• Problems to work on:
a – Which people does the rental crisis passage name? List each one.
b – Answer these questions from the rental crisis passage:
(i) What share of landlord terminations came about because the landlord was selling the property?
(ii) How many members does the "Renting/HAP/Landlord" group have?
(iii) How many people were in emergency accommodation between June 20th and 26th?
c – Reproduce the rental crisis passage word for word between "This is not" and "homeless in Dublin.", inclusive.

Residential Tenancies Board (RTB) figures show terminations from landlords to tenants are increasing – up 58 per cent in the first half of this year to 2,913, compared with 1,845 in the previous six months. More than half (55 per cent) were because the landlord was selling the property. Estimates based on RTB data suggest at least 2,000 rental properties will be withdrawn from the sector in the first half of this year as small landlords quit, with another 500 going as owners’ family members move into properties.

Many who lived in these dwellings face the prospect of homelessness. The latest data from the Department of Housing shows that between June 20th and 26th last, 10,492 people, including 3,071 children, were in emergency accommodation. That is 31 per cent more than a year before. Of these, 7,532, including 2,274 children, were in Dublin.

The level of disruption, instability and misery this is bringing into people’s lives is being increasingly voiced on social media.

One of the largest social media groups on housing, with over 46,000 members, is “Renting/HAP/Landlord”. Though open to both tenants and landlords, the vast majority of posts are by tenants seeking advice on termination notices, dire housing conditions, long waits for social housing and accessing emergency accommodation.

Several post news reports, including one from the Enniscorthy Guardian this week on parents living a tent in woods in Co Wexford, having been made homeless after falling into arrears

Among posts in the past week has been one from a parent describing themselves as “shattered” as they will be homeless with their child by the weekend and fearful they could be placed in emergency accommodation far from their child’s school.

Another asks whether it is necessary to give landlords “money in an envelope” in addition to a month’s rent and deposit to be in with a chance of getting a home. A father of five children, one with special needs, expresses frustration that he cannot get a viewing.

Another post, of a photograph of a queue of over 100 people waiting to view a house in Drumcondra in Dublin this week, elicits dozens of comments, including again speculation about paying additional money to landlords to secure homes.

There is unanimity among landlords and tenants that the situation is dire. In the report compiled for the IPOA, economist Jim Power writes: “The rental market is in a state of crisis and is functioning in a suboptimal manner. The increasing cost of rent and the lack of an adequate supply of rental properties encapsulate the problem and the challenge. Private landlords are exiting the market in significant numbers and this is exacerbating the rental crisis.”

As well as the social costs, he points to the impact of rising rents on the cost of living, wage pressures, labour mobility and national competitiveness. “If private landlords continue to exit the market, the situation is going to get worse,” he warns.

This is not a new crisis. It was before the midpoint of the last decade that then housing minister Jan O’Sullivan described escalating numbers of families losing their homes in the private rented sector as an “emergency crisis”. Described in April 2014 as “bloody awful” by then deputy director of the Dublin Region Homeless Executive, Dr Dáithí Downey, he warned family homelessness would “get worse” without an “energetic response”. There were, at that stage, 170 families, including about 400 children, homeless in Dublin.

So why, more than eight years after such alarming warnings, has the situation reached what Wayne Stanley, head of policy with the Simon Communities of Ireland, describes as such an “extreme place” that an “emergency, Covid-type response” is needed to prevent the crisis unravelling into a social and economic catastrophe?

• Source information:
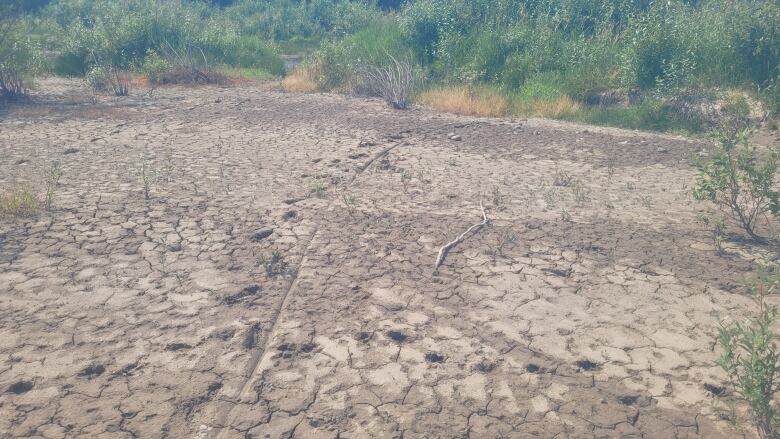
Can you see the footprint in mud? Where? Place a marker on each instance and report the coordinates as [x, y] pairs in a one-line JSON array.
[[363, 337], [20, 387], [714, 390], [586, 365], [533, 368], [397, 336], [286, 350], [242, 295], [173, 347], [433, 357], [262, 234], [308, 347], [486, 366], [92, 371], [628, 400], [250, 337]]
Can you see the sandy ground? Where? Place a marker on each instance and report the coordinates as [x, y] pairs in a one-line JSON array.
[[279, 281]]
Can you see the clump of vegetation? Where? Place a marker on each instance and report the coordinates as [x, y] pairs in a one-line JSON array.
[[393, 81], [751, 359], [465, 100], [641, 64], [52, 180], [18, 202], [302, 80], [20, 57], [740, 180]]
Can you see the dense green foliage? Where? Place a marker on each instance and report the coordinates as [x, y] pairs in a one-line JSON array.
[[574, 48], [750, 357], [738, 180]]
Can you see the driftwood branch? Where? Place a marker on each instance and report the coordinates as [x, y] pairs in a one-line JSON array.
[[446, 249]]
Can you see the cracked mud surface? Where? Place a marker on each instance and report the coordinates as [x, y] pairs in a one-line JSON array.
[[278, 282]]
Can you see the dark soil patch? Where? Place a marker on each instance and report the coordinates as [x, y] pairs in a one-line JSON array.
[[20, 387], [92, 371], [242, 295], [433, 357]]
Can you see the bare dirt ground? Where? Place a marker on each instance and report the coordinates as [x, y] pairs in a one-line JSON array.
[[279, 281]]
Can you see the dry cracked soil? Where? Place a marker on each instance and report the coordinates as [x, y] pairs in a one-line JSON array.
[[279, 282]]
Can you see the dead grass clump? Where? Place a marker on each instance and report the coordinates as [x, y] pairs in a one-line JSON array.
[[466, 101], [18, 202], [301, 80], [394, 82]]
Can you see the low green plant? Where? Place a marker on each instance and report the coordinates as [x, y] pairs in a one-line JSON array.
[[739, 180], [751, 359]]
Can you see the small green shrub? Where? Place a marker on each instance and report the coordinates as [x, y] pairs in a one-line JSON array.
[[20, 61], [751, 359], [738, 180]]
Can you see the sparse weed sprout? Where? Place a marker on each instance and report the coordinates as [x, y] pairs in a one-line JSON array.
[[349, 202], [740, 180], [318, 187], [580, 192], [52, 180], [18, 202], [406, 178], [562, 178], [147, 176], [751, 359]]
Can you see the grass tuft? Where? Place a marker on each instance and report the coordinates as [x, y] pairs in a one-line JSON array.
[[464, 100], [300, 80], [18, 202]]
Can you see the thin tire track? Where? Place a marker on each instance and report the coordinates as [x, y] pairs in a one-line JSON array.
[[258, 354]]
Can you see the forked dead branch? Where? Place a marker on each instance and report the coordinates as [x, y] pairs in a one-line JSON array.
[[446, 249]]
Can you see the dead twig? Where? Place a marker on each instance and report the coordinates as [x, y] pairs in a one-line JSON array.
[[444, 250]]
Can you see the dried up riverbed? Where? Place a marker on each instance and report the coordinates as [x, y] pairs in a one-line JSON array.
[[279, 280]]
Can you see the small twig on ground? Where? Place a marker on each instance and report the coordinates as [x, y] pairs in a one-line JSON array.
[[444, 250]]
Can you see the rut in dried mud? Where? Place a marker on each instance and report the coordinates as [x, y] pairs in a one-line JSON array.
[[278, 282]]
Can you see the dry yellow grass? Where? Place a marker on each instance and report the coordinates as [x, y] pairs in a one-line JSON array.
[[21, 201], [301, 80], [552, 109], [464, 100]]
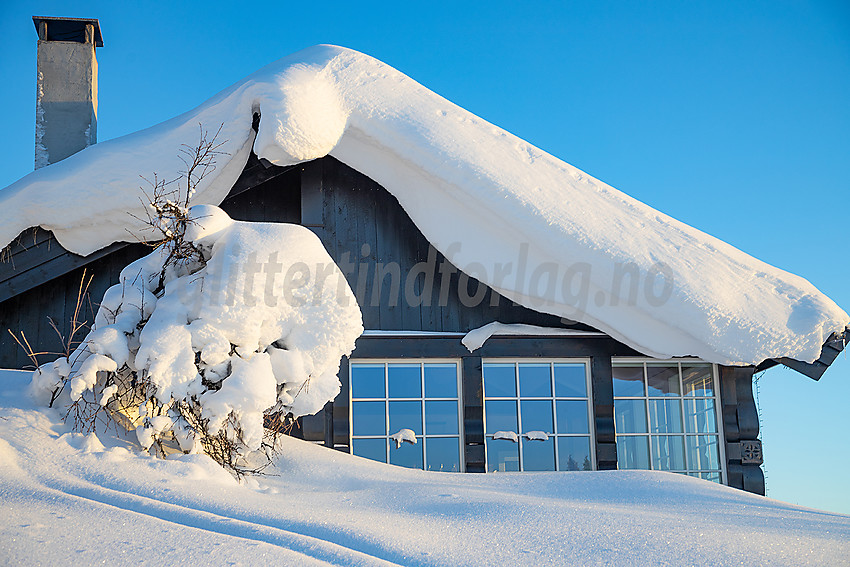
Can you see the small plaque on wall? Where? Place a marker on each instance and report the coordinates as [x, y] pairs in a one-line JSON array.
[[751, 453]]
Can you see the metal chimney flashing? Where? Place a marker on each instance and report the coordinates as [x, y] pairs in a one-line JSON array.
[[67, 29]]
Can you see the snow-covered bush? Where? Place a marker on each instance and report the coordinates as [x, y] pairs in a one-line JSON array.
[[223, 328]]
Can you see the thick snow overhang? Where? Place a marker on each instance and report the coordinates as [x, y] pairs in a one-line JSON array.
[[489, 201]]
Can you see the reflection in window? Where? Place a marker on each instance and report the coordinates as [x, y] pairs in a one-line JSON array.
[[419, 396], [665, 416], [549, 401]]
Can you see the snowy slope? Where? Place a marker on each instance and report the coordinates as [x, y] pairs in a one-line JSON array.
[[485, 198], [66, 498]]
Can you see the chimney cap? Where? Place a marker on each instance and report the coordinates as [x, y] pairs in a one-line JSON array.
[[68, 29]]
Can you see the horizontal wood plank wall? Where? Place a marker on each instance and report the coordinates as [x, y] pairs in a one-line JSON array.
[[362, 224], [32, 310]]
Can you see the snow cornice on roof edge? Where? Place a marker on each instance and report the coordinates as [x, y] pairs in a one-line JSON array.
[[487, 200]]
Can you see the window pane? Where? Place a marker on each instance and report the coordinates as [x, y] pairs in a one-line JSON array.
[[538, 455], [368, 418], [535, 380], [502, 455], [375, 449], [536, 415], [630, 416], [404, 381], [628, 380], [499, 380], [702, 452], [662, 380], [441, 380], [665, 416], [700, 416], [407, 455], [632, 453], [441, 418], [572, 416], [570, 381], [697, 381], [500, 415], [367, 380], [406, 415], [574, 454], [443, 454], [668, 453]]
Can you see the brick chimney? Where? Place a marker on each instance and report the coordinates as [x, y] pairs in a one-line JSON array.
[[66, 99]]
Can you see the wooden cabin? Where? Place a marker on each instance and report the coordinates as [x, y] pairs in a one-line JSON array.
[[568, 397]]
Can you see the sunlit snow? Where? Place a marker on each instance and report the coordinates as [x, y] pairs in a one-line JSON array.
[[67, 498]]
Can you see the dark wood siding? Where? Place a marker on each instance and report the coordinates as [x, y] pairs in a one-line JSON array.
[[56, 299], [360, 222]]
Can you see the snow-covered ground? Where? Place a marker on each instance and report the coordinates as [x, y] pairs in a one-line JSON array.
[[68, 498]]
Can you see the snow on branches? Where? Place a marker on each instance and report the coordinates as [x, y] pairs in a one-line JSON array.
[[216, 340]]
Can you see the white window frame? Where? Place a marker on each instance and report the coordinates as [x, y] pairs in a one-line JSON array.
[[386, 399], [718, 412], [591, 435]]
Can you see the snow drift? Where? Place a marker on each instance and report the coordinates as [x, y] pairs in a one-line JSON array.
[[66, 498], [255, 324], [574, 246]]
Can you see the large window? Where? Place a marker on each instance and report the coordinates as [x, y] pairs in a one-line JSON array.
[[666, 417], [395, 403], [537, 415]]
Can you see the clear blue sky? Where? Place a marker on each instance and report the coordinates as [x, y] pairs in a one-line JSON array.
[[732, 117]]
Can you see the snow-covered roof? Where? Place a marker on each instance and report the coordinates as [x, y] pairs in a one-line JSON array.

• Answers to this exercise:
a –
Jim Power
Jan O'Sullivan
Dr Dáithí Downey
Wayne Stanley

b –
(i) 55 per cent, more than half.
(ii) Over 46,000.
(iii) 10,492, including 3,071 children.

c –
This is not a new crisis. It was before the midpoint of the last decade that then housing minister Jan O’Sullivan described escalating numbers of families losing their homes in the private rented sector as an “emergency crisis”. Described in April 2014 as “bloody awful” by then deputy director of the Dublin Region Homeless Executive, Dr Dáithí Downey, he warned family homelessness would “get worse” without an “energetic response”. There were, at that stage, 170 families, including about 400 children, homeless in Dublin.